* **SHORT TASK**: How many lines in the rows below contain the string "shirt"? Reply with the number alone.

* **RAW DATA**:
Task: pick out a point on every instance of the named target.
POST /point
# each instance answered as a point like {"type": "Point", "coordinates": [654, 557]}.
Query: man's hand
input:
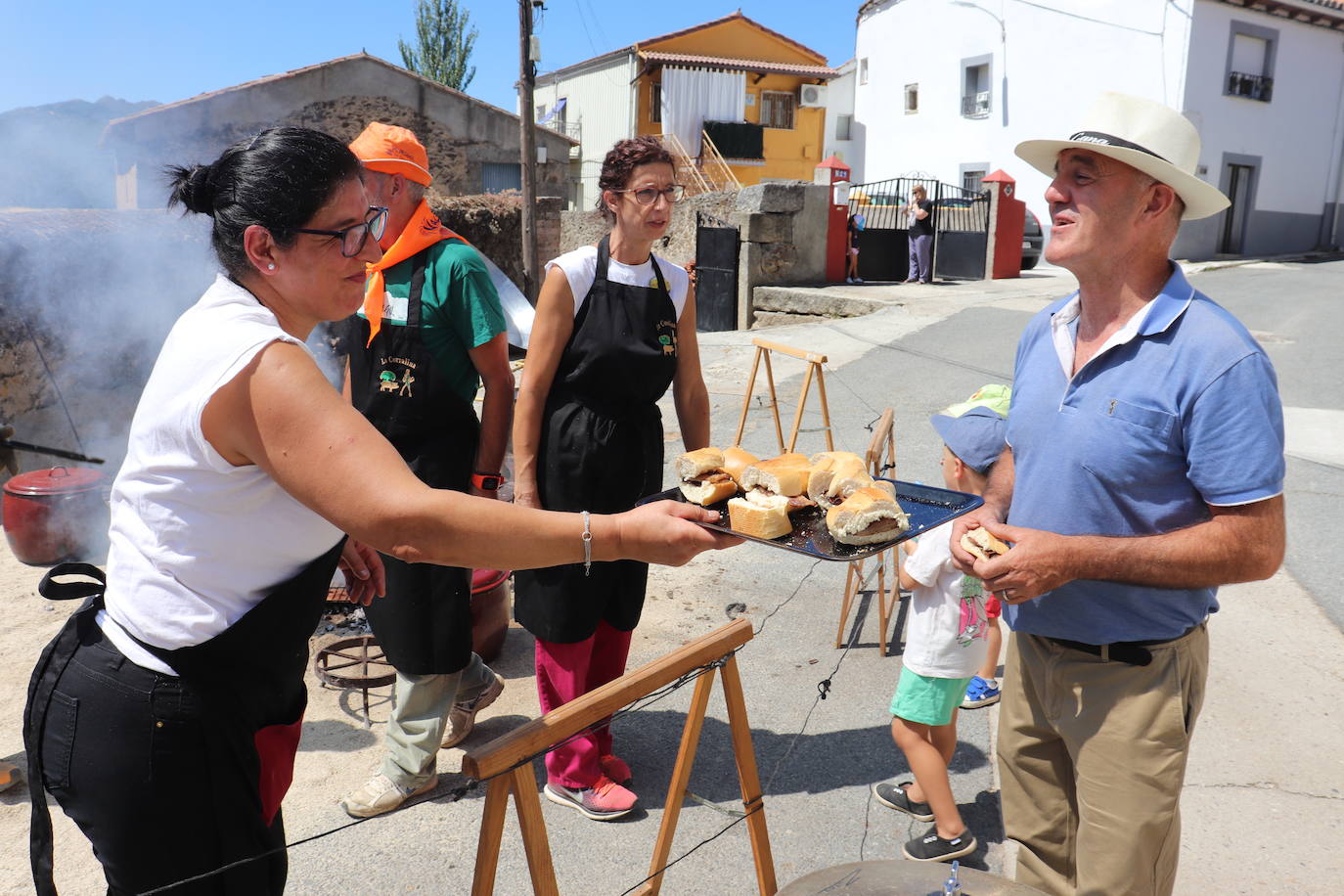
{"type": "Point", "coordinates": [365, 574]}
{"type": "Point", "coordinates": [981, 516]}
{"type": "Point", "coordinates": [1038, 561]}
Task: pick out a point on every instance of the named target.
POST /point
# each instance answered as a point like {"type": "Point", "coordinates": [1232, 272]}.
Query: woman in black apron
{"type": "Point", "coordinates": [588, 435]}
{"type": "Point", "coordinates": [173, 758]}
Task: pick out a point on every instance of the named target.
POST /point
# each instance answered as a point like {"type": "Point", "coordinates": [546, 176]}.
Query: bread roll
{"type": "Point", "coordinates": [785, 474]}
{"type": "Point", "coordinates": [836, 475]}
{"type": "Point", "coordinates": [736, 461]}
{"type": "Point", "coordinates": [707, 493]}
{"type": "Point", "coordinates": [867, 516]}
{"type": "Point", "coordinates": [759, 516]}
{"type": "Point", "coordinates": [981, 544]}
{"type": "Point", "coordinates": [693, 464]}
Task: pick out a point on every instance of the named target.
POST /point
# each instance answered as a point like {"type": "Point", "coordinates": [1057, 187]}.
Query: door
{"type": "Point", "coordinates": [1234, 219]}
{"type": "Point", "coordinates": [715, 274]}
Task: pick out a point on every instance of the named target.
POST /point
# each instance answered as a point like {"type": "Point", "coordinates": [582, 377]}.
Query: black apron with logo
{"type": "Point", "coordinates": [425, 622]}
{"type": "Point", "coordinates": [601, 448]}
{"type": "Point", "coordinates": [248, 677]}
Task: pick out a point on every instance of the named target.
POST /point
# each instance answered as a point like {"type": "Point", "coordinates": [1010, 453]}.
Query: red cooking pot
{"type": "Point", "coordinates": [56, 515]}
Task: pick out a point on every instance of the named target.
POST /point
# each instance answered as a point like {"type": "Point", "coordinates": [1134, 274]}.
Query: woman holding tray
{"type": "Point", "coordinates": [165, 715]}
{"type": "Point", "coordinates": [614, 328]}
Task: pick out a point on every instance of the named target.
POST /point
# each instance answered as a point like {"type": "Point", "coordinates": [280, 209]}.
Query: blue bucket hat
{"type": "Point", "coordinates": [976, 435]}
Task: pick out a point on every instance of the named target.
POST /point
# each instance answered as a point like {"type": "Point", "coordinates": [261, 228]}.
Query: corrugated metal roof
{"type": "Point", "coordinates": [739, 65]}
{"type": "Point", "coordinates": [737, 17]}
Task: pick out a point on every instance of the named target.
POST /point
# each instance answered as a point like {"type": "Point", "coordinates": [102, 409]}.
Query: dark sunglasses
{"type": "Point", "coordinates": [352, 238]}
{"type": "Point", "coordinates": [648, 195]}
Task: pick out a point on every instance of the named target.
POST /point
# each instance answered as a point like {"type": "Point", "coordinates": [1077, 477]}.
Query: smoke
{"type": "Point", "coordinates": [86, 297]}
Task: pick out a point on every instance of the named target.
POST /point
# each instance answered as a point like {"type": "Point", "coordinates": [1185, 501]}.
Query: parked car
{"type": "Point", "coordinates": [1031, 242]}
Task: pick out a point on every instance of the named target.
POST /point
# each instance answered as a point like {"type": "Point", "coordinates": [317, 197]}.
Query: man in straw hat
{"type": "Point", "coordinates": [1145, 468]}
{"type": "Point", "coordinates": [430, 332]}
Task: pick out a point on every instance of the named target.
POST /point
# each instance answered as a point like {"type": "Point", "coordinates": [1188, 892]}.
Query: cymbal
{"type": "Point", "coordinates": [901, 877]}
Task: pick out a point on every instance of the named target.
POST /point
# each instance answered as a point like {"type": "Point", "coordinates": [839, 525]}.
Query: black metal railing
{"type": "Point", "coordinates": [737, 139]}
{"type": "Point", "coordinates": [1250, 86]}
{"type": "Point", "coordinates": [884, 204]}
{"type": "Point", "coordinates": [974, 105]}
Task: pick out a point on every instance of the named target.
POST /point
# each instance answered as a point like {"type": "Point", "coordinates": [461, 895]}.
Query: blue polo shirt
{"type": "Point", "coordinates": [1178, 411]}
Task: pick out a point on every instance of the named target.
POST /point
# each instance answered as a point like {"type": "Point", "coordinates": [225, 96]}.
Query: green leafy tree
{"type": "Point", "coordinates": [444, 43]}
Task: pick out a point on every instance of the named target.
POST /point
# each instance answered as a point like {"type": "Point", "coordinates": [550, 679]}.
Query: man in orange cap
{"type": "Point", "coordinates": [431, 331]}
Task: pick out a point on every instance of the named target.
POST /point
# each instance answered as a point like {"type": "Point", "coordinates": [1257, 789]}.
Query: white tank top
{"type": "Point", "coordinates": [579, 269]}
{"type": "Point", "coordinates": [198, 542]}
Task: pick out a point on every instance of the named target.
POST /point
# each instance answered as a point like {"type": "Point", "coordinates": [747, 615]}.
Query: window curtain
{"type": "Point", "coordinates": [695, 96]}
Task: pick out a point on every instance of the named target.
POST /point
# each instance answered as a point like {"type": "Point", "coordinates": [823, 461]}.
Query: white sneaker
{"type": "Point", "coordinates": [381, 794]}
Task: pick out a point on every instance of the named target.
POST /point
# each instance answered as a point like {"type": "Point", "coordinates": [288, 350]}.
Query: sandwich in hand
{"type": "Point", "coordinates": [736, 463]}
{"type": "Point", "coordinates": [867, 516]}
{"type": "Point", "coordinates": [981, 544]}
{"type": "Point", "coordinates": [836, 475]}
{"type": "Point", "coordinates": [703, 477]}
{"type": "Point", "coordinates": [785, 475]}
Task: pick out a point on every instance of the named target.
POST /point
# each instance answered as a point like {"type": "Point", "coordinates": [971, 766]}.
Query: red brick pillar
{"type": "Point", "coordinates": [1007, 220]}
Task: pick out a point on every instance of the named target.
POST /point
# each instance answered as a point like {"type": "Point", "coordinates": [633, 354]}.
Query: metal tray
{"type": "Point", "coordinates": [926, 506]}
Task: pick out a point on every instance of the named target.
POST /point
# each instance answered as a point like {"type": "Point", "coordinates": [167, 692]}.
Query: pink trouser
{"type": "Point", "coordinates": [566, 672]}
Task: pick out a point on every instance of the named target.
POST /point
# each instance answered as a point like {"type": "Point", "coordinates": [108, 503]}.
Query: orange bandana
{"type": "Point", "coordinates": [421, 231]}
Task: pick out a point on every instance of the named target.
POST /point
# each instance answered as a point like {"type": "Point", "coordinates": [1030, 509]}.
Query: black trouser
{"type": "Point", "coordinates": [128, 756]}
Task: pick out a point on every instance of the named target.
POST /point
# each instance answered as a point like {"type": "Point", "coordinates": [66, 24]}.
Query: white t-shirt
{"type": "Point", "coordinates": [945, 636]}
{"type": "Point", "coordinates": [579, 269]}
{"type": "Point", "coordinates": [198, 542]}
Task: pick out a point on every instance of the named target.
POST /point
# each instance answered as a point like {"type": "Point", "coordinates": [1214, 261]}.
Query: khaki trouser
{"type": "Point", "coordinates": [1093, 758]}
{"type": "Point", "coordinates": [420, 716]}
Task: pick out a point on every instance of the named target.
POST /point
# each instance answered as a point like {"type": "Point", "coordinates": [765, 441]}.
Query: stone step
{"type": "Point", "coordinates": [812, 301]}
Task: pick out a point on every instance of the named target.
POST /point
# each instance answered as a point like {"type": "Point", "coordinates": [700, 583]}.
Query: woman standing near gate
{"type": "Point", "coordinates": [614, 328]}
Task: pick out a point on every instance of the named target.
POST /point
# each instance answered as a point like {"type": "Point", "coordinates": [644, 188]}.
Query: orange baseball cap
{"type": "Point", "coordinates": [392, 151]}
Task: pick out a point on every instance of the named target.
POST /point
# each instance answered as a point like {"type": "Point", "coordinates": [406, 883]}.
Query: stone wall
{"type": "Point", "coordinates": [584, 227]}
{"type": "Point", "coordinates": [460, 133]}
{"type": "Point", "coordinates": [783, 227]}
{"type": "Point", "coordinates": [90, 295]}
{"type": "Point", "coordinates": [492, 223]}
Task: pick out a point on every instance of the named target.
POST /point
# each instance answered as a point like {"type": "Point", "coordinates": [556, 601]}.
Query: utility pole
{"type": "Point", "coordinates": [531, 265]}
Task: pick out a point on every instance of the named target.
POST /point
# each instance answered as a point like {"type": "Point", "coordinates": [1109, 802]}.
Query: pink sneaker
{"type": "Point", "coordinates": [604, 801]}
{"type": "Point", "coordinates": [614, 769]}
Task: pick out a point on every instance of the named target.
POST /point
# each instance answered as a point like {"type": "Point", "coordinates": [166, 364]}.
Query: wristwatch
{"type": "Point", "coordinates": [487, 481]}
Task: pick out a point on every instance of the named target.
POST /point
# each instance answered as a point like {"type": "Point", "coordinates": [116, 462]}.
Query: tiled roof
{"type": "Point", "coordinates": [737, 15]}
{"type": "Point", "coordinates": [739, 65]}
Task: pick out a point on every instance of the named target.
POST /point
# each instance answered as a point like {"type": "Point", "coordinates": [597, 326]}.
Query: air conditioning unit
{"type": "Point", "coordinates": [812, 96]}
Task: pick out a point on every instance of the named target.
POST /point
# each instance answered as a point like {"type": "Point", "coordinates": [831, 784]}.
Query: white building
{"type": "Point", "coordinates": [1262, 79]}
{"type": "Point", "coordinates": [844, 140]}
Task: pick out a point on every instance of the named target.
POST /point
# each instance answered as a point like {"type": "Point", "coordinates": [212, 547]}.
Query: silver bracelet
{"type": "Point", "coordinates": [588, 544]}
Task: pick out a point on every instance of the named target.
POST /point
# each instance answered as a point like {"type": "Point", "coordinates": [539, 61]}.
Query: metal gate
{"type": "Point", "coordinates": [715, 274]}
{"type": "Point", "coordinates": [960, 229]}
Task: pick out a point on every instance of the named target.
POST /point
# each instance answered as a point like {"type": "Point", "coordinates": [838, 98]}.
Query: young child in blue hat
{"type": "Point", "coordinates": [945, 640]}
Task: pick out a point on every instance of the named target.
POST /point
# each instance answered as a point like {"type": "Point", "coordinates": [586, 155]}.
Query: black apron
{"type": "Point", "coordinates": [601, 448]}
{"type": "Point", "coordinates": [425, 622]}
{"type": "Point", "coordinates": [250, 676]}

* **RESPONSE BELOW**: 2